Written request: Rewrite the text of every item below with "outline" swapped for "boundary" and nothing else changed. Omit the pictures.

Entries from a collection:
+---+

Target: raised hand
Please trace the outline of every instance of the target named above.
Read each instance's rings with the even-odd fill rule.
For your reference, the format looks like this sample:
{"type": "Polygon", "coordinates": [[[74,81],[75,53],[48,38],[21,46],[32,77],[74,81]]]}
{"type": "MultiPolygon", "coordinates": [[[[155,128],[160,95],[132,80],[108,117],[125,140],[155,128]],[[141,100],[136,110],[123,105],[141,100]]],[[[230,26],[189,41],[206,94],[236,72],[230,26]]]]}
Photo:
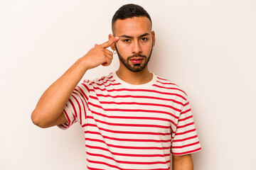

+---+

Answer to the exercise:
Target: raised hand
Please trace the boundary of every instance of the target named above.
Read each instance's rings with the even-odd fill rule.
For your reference, the format looks like this sample:
{"type": "Polygon", "coordinates": [[[74,81],[75,53],[48,38],[21,46],[32,77],[74,81]]]}
{"type": "MultiPolygon", "coordinates": [[[[155,128],[160,95],[132,80],[108,117],[125,140],[155,128]],[[141,100],[136,110],[123,105],[141,100]]],[[[230,26],[189,41],[206,94],[236,72],[230,26]]]]}
Photo:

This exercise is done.